§ **Provided information**
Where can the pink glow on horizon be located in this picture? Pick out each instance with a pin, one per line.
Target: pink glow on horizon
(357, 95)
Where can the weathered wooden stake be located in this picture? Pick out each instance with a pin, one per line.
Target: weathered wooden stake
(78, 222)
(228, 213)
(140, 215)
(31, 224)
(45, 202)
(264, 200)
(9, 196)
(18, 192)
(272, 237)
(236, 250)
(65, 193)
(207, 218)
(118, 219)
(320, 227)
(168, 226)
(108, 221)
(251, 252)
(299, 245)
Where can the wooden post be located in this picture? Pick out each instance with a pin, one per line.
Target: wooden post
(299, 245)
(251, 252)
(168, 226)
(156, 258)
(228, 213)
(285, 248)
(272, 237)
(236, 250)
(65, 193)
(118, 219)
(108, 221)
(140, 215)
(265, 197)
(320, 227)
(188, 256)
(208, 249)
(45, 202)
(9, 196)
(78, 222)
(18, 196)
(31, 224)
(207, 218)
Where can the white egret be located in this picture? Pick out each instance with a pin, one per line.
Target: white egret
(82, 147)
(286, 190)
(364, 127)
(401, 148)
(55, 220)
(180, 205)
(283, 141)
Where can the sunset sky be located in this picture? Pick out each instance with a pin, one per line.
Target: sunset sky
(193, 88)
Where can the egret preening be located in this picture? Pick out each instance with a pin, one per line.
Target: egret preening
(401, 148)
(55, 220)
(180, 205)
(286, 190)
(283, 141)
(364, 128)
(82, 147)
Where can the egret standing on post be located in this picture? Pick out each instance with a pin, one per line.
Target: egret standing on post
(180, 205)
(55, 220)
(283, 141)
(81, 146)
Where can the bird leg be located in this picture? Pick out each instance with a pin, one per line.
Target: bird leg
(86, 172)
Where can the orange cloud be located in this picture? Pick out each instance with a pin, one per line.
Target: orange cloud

§ **Task statement**
Take the lines above and retype all of them exactly.

§ **Exercise result**
Where can the pink glow on horizon be located in this picture? Pick out each instance with a pin, one per line.
Target: pink glow on horizon
(357, 95)
Where can the weathered wooden stake be located in this picture? Pick out each instance with a pin, one per line.
Target: weathered wooden stake
(78, 222)
(228, 213)
(140, 215)
(31, 224)
(45, 202)
(264, 200)
(9, 196)
(18, 192)
(272, 237)
(236, 250)
(65, 193)
(207, 218)
(118, 219)
(320, 227)
(168, 226)
(108, 221)
(251, 252)
(299, 245)
Where can the wooden post be located in this picture? Pick out each instance with a pin, one per line.
Target: wooden post
(299, 245)
(251, 252)
(168, 226)
(156, 258)
(228, 213)
(285, 248)
(272, 237)
(236, 250)
(65, 193)
(118, 219)
(108, 221)
(140, 215)
(265, 197)
(320, 227)
(188, 256)
(208, 249)
(45, 202)
(9, 196)
(78, 222)
(18, 196)
(31, 224)
(207, 218)
Where can the white egret be located in this picture? Pick out each instance with a pin, one per line.
Target: white egret
(82, 147)
(286, 190)
(364, 127)
(401, 148)
(55, 220)
(180, 205)
(283, 141)
Where can the sunset sky be located in this picture? Pick out each instance with a pin, one per line.
Target: sunset sky
(193, 88)
Where can the egret preening be located in this picture? Pick out each instance with a pin, one per line.
Target: egret preening
(401, 148)
(55, 220)
(180, 205)
(286, 190)
(283, 141)
(364, 128)
(82, 147)
Where can the egret standing on post be located in this picture? Pick out each instance with a pin, one per line.
Target: egret standing on post
(180, 205)
(55, 220)
(283, 141)
(81, 146)
Where can the bird leg be located in this picture? Pick out each instance with a pin, one per line.
Target: bird leg
(86, 172)
Where can the orange cloud be located in this picture? Pick out each instance with a pin, one per line.
Target: orange cloud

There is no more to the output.